▶ DATA SUPPLIED
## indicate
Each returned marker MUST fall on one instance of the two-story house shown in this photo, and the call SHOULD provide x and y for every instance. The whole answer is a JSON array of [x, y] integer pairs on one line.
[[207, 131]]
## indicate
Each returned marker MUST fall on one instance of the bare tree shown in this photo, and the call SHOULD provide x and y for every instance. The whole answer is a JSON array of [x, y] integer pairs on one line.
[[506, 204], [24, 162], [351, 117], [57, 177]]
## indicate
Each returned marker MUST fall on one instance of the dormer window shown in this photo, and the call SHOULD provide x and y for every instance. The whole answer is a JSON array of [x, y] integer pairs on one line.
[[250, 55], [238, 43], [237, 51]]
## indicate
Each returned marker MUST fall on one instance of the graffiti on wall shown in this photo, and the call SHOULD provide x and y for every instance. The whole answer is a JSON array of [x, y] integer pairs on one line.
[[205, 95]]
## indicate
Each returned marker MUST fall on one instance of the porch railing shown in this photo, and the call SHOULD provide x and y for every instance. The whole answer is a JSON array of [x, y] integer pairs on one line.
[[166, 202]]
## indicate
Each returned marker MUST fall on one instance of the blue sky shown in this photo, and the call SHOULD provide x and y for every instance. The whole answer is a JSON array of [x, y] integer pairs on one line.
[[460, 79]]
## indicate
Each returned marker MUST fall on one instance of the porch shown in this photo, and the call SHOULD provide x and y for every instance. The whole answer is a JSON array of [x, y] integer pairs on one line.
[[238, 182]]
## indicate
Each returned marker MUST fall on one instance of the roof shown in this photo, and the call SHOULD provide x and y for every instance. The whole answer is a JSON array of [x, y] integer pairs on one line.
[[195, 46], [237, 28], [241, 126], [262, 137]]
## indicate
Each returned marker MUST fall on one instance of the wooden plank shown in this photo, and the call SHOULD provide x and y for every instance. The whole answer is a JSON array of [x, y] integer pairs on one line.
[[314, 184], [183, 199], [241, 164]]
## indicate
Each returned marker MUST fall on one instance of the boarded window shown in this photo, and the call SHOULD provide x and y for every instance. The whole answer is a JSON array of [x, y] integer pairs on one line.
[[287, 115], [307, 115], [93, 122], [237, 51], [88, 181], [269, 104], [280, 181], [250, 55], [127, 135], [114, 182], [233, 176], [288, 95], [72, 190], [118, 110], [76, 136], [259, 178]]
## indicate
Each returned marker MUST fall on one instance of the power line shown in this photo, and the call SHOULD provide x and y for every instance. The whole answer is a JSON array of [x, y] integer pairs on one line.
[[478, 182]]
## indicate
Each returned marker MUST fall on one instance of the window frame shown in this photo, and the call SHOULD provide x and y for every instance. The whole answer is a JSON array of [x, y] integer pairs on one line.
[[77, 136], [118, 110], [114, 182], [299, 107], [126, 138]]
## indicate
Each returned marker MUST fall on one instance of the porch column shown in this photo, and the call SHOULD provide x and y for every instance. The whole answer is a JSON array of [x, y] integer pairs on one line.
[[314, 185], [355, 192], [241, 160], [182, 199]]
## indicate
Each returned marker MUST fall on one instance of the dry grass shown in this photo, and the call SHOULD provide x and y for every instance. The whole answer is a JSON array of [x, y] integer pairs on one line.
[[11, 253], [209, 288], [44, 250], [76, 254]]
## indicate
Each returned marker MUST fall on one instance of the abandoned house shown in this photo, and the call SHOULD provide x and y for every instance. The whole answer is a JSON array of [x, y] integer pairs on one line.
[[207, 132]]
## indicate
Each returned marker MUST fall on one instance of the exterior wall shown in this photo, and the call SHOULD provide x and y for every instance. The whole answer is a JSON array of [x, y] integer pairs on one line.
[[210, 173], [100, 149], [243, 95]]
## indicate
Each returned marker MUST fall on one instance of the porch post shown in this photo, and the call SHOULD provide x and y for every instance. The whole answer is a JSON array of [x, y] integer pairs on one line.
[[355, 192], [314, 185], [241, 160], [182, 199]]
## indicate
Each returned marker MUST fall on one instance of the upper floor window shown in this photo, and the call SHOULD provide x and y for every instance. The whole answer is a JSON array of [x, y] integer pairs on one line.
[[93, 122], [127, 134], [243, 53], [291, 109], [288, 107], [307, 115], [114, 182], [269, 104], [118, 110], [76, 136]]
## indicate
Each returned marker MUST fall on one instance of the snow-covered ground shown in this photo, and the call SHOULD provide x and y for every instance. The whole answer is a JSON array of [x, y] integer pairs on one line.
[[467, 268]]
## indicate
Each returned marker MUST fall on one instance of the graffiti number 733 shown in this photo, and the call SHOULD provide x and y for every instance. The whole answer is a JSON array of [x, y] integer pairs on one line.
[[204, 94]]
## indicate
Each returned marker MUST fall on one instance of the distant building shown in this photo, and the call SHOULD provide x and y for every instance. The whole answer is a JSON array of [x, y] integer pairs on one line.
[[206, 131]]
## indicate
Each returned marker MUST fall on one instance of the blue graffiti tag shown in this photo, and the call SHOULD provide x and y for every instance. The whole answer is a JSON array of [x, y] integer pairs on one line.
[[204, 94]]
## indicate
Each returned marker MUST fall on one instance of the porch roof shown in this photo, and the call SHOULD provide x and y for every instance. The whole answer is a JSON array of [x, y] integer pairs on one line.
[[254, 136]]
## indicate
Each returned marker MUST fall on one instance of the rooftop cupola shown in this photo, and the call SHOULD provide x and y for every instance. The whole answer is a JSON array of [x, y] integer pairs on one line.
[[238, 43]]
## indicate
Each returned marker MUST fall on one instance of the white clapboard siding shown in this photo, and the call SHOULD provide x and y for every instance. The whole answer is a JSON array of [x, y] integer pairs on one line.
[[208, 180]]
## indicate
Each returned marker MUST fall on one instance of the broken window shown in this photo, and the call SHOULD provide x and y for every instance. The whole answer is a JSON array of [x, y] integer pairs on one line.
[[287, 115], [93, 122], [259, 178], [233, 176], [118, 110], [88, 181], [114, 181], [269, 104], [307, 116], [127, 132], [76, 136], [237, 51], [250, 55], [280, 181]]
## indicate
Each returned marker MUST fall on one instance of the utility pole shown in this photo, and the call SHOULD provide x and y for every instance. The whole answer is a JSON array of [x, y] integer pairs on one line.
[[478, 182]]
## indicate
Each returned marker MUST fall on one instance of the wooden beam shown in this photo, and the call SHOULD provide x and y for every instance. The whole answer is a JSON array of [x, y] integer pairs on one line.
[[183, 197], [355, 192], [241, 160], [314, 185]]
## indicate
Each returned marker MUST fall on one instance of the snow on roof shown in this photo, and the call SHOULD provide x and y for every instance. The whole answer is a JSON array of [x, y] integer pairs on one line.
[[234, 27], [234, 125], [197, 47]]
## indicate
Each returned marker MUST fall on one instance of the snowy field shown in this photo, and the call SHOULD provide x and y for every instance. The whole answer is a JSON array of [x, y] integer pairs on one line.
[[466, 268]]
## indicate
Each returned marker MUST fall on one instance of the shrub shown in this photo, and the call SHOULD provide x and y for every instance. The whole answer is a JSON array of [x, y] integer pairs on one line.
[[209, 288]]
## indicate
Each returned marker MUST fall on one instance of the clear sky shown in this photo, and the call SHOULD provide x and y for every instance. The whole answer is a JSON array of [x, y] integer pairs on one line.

▶ JOB
Please recast the entries as a numbered list, running from the start of the entries through the line holding "[[207, 131]]", inclusive, and leave out any blank lines.

▶ RESULT OF THE TASK
1. ## indicate
2. Each returned marker MUST fall on one instance of the two-story house shown in this photo, and the call SHOULD provide x and y for every instance. The whole answer is a JSON array of [x, y] integer pairs on one line.
3. [[207, 131]]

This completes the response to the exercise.